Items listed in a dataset

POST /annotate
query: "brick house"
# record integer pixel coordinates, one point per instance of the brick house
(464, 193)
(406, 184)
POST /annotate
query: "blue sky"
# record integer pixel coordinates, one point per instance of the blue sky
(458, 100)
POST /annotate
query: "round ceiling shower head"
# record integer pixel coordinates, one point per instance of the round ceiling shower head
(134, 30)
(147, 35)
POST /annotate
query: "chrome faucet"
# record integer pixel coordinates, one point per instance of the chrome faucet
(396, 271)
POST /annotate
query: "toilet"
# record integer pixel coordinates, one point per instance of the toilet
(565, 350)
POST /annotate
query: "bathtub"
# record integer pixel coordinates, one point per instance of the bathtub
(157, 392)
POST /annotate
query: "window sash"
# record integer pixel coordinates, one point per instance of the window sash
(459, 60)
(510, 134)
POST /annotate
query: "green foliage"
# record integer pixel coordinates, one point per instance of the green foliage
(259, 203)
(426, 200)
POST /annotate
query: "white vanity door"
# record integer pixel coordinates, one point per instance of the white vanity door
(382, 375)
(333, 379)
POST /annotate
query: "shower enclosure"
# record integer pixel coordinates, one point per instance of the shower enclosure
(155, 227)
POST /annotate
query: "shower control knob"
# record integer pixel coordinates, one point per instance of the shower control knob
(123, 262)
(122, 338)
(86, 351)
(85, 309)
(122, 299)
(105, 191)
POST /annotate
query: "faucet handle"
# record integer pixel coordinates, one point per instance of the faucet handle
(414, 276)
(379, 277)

» **WHAT TO PRODUCE**
Work out how many lines above contain "query"; write only the number.

» **REPLY**
12